▶ Text under study:
I think it’s going to be different going forward for all of us. Hybrid is here to stay certainly for NSSGA and the other associations. I think we’re going to have to adjust to the fact that people aren’t going to travel quite like they used to. But it’s really exciting. It’s fun to be back in person.

P&Q: How is NSSGA as an organization doing as the pandemic winds down? How challenging was it to keep your people ‘together’ while apart? What does the future look like for the NSSGA staff? How has the organization changed through the pandemic?

JOHNSON: We were absolutely tested. We were built on a model of sending you messages and asking you to come to meetings, to come see us at a convention – at an AGG1 or at a Legislative & Policy Forum. We had to change. We had to morph into something where we took the association and made it something we can take to you – wherever you were.

▶ Task:
Retype the part of the NSSGA interview between "I think it’s" and "wherever you were.", inclusive.

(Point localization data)
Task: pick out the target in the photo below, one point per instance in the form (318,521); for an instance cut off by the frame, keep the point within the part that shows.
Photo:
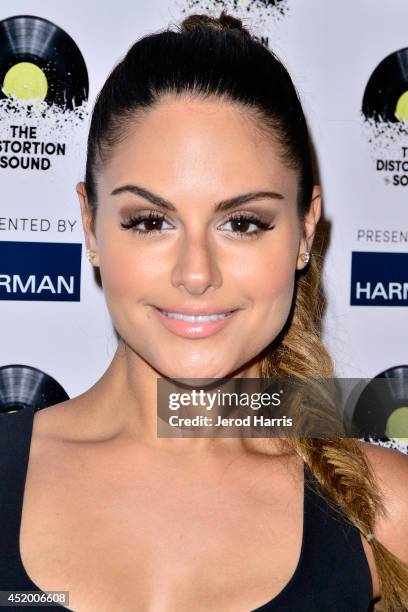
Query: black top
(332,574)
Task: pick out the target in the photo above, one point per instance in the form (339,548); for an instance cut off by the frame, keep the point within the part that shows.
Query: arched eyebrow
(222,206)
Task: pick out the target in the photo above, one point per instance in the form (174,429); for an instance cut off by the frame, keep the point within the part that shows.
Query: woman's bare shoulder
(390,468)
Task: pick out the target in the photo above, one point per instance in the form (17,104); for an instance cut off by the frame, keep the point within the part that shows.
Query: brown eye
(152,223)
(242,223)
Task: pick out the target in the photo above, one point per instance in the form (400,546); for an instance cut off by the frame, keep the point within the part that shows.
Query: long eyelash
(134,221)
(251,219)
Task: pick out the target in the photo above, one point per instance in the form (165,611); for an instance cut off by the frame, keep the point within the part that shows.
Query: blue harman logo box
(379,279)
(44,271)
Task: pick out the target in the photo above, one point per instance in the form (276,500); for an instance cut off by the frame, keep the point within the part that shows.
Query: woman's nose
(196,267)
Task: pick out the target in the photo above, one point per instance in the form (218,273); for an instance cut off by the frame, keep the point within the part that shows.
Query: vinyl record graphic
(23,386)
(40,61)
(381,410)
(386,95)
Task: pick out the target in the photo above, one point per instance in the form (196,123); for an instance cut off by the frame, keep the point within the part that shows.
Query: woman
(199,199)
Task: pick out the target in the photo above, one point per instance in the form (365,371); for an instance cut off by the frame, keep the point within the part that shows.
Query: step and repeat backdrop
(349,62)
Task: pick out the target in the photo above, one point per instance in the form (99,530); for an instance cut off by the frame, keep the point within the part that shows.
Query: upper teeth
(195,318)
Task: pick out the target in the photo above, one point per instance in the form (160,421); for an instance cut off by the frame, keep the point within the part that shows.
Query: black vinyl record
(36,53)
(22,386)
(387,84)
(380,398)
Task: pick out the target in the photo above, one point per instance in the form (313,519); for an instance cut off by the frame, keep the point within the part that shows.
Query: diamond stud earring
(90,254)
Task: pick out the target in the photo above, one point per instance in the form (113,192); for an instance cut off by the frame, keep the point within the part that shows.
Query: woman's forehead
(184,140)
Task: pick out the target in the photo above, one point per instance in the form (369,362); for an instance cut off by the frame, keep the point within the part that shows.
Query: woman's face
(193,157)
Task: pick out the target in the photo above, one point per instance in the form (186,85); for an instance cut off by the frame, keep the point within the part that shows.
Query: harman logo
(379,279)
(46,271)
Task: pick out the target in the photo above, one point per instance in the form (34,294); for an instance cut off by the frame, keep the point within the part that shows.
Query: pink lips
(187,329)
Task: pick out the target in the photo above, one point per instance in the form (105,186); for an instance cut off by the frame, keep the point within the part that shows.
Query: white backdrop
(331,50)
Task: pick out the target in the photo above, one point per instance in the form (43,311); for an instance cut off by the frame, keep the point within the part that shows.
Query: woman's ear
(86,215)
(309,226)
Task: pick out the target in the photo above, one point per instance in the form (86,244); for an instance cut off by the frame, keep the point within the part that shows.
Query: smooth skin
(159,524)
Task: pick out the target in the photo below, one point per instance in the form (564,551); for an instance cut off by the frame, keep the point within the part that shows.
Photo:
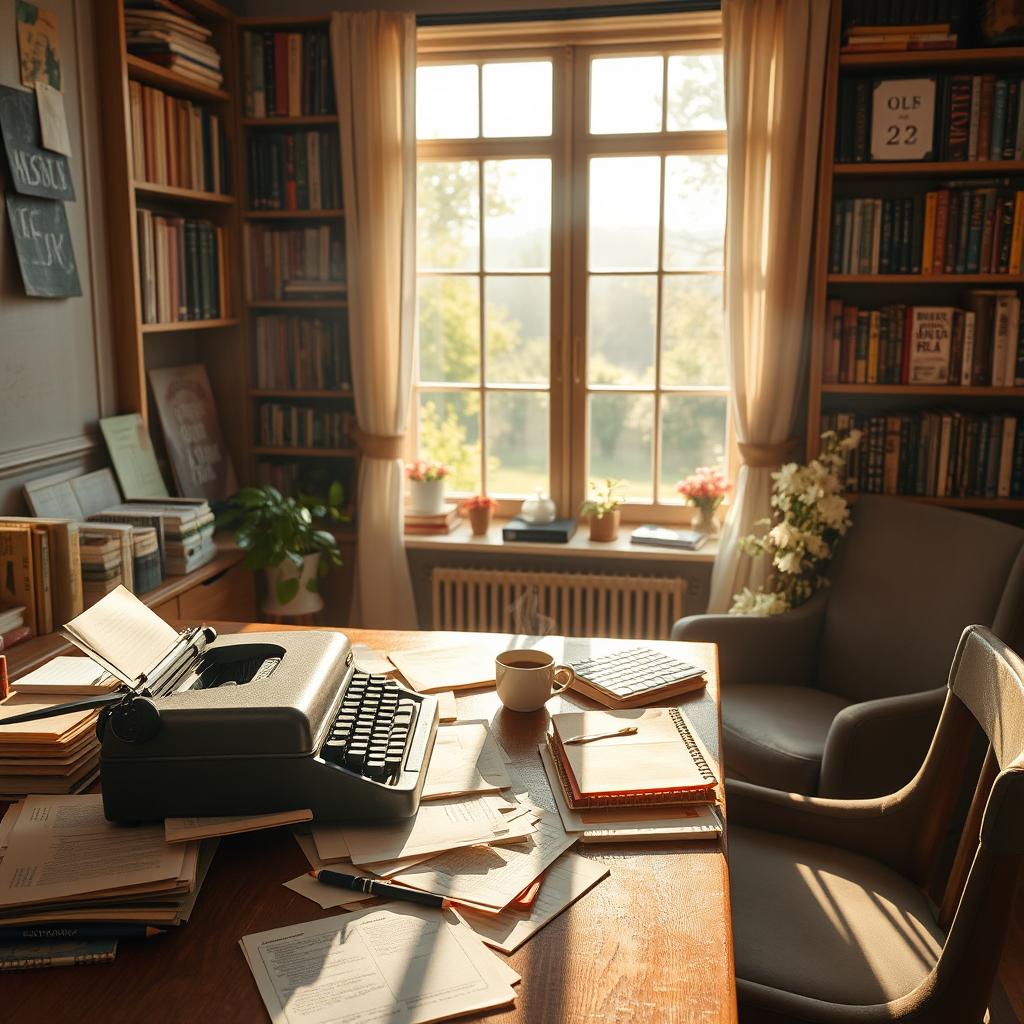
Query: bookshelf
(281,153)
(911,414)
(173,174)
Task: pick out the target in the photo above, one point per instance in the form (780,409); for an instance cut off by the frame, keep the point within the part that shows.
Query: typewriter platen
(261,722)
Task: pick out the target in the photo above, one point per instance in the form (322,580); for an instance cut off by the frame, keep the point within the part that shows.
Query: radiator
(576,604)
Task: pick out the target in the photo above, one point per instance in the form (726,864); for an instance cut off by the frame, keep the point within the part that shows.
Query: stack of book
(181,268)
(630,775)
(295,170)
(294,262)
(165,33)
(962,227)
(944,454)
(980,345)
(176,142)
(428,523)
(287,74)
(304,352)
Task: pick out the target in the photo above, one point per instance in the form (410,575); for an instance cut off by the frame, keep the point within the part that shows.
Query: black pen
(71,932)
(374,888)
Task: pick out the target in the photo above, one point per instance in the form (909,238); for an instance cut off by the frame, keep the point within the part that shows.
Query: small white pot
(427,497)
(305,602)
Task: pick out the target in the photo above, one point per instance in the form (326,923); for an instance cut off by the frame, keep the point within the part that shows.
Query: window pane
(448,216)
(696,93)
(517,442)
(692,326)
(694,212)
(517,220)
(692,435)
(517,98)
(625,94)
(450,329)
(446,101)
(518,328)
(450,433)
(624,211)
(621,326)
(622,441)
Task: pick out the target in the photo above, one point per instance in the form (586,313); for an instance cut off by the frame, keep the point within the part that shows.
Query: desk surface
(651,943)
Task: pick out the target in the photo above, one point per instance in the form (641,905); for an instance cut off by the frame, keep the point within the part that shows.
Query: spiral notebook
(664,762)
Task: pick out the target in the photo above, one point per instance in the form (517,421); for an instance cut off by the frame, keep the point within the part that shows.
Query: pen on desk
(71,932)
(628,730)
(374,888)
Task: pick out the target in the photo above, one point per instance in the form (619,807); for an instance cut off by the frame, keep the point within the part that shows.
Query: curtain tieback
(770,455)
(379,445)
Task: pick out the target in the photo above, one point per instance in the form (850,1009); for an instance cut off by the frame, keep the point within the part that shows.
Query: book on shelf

▶ Exercise response:
I think it’s going to be different going forward for all of us. Hybrid is here to stay certainly for NSSGA and the other associations. I think we’re going to have to adjust to the fact that people aren’t going to travel quite like they used to. But it’s really exciting. It’s fun to be back in person.

P&Q: How is NSSGA as an organization doing as the pandemic winds down? How challenging was it to keep your people ‘together’ while apart? What does the future look like for the NSSGA staff? How has the organization changed through the pandemic?

JOHNSON: We were absolutely tested. We were built on a model of sending you messages and asking you to come to meetings, to come see us at a convention – at an AGG1 or at a Legislative & Policy Forum. We had to change. We had to morph into something where we took the association and made it something we can take to you – wherever you were.